*GIVEN EXERCISE*
How many lines in the records below contain the string "black", counting case-sensitively? Reply with the number only.

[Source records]
+ + +

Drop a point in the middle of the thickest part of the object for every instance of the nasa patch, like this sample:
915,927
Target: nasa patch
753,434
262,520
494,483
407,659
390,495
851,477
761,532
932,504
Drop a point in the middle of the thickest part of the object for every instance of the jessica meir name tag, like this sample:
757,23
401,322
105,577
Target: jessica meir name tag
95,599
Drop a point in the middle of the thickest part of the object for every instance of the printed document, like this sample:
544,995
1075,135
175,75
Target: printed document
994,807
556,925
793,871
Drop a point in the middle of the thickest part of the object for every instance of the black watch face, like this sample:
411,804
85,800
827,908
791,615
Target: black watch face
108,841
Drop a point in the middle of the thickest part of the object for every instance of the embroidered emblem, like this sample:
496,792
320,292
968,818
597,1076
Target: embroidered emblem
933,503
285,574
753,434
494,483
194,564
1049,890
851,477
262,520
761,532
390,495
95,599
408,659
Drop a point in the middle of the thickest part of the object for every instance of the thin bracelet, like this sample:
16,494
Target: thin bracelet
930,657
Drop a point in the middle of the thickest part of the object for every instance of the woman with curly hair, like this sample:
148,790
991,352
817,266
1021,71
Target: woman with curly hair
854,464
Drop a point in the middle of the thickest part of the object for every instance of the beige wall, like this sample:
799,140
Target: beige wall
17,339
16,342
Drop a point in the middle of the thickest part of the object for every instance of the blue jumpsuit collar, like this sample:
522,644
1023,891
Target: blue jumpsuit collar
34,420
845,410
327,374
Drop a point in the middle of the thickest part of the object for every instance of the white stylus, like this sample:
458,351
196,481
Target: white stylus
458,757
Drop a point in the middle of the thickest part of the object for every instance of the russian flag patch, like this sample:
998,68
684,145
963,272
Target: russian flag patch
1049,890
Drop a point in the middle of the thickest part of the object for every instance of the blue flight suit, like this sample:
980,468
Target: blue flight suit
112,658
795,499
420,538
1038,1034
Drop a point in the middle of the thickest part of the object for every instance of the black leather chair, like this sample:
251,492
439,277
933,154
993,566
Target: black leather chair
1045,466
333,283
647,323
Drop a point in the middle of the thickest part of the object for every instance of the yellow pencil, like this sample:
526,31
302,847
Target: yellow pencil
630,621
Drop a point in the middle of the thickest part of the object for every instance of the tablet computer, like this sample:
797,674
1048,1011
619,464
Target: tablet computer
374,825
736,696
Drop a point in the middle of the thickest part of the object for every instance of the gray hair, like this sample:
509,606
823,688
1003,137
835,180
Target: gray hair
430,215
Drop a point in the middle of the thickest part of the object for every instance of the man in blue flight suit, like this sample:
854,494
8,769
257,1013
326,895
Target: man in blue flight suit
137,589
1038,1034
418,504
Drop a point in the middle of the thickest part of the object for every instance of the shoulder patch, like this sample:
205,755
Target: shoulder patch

+ + +

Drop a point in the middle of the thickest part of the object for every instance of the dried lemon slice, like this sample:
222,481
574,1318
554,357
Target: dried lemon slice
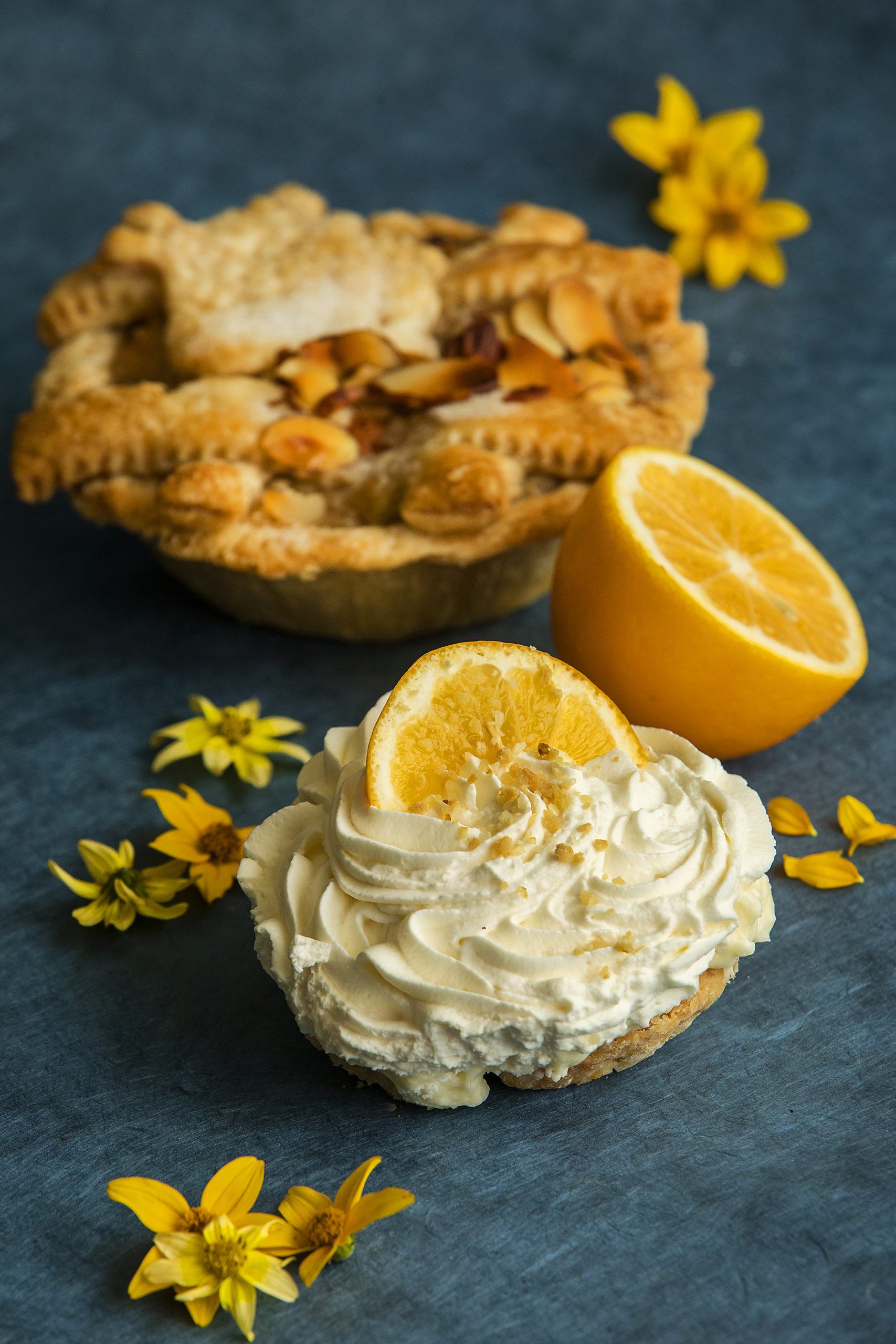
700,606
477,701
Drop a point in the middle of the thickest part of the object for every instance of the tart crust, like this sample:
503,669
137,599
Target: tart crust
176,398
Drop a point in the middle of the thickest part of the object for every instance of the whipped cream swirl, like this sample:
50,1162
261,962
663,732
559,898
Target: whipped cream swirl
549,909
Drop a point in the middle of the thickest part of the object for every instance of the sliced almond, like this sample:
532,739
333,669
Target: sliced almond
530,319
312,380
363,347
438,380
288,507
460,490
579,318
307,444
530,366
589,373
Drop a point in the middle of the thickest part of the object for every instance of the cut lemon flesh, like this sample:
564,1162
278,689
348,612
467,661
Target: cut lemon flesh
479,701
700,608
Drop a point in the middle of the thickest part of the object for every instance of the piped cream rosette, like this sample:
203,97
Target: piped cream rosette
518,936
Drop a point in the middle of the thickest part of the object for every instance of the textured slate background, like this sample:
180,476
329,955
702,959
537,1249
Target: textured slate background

+ + +

*FINISHED EXERCISE*
4